**EXERCISE**
From the records below, copy every line that contains the word "photo".

#####

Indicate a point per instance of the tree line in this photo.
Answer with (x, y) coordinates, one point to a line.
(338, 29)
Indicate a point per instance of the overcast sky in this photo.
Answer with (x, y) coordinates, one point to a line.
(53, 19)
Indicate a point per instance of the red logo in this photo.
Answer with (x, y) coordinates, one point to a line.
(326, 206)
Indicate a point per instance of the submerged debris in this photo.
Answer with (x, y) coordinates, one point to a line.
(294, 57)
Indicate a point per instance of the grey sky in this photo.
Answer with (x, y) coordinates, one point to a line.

#####

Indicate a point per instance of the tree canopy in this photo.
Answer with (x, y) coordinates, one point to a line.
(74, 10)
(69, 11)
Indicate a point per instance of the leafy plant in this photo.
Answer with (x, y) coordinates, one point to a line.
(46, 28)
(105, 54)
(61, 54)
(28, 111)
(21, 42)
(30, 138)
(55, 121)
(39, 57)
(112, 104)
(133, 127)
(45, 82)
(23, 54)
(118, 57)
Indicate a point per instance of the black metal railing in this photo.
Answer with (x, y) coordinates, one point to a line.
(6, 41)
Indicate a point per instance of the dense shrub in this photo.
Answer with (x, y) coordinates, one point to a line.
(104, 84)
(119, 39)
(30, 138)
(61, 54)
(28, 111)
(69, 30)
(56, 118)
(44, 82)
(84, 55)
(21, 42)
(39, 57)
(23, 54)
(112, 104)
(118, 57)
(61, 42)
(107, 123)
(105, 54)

#####

**EXERCISE ANSWER**
Indicate a point per instance of the tree line in this photo.
Indicate a point per instance of the overcast sky in this photo.
Indicate a point per instance of the red logo in this photo.
Indicate a point per instance of the submerged debris in this photo.
Indicate a point per instance of the grey sky in this photo.
Indicate a point per instance of the tree canopy in this photo.
Indicate a point per instance of the leafy plant in this photo.
Indicate a point per instance of the black metal railing in this photo.
Indicate a point per instance of the dense shrub in this photo.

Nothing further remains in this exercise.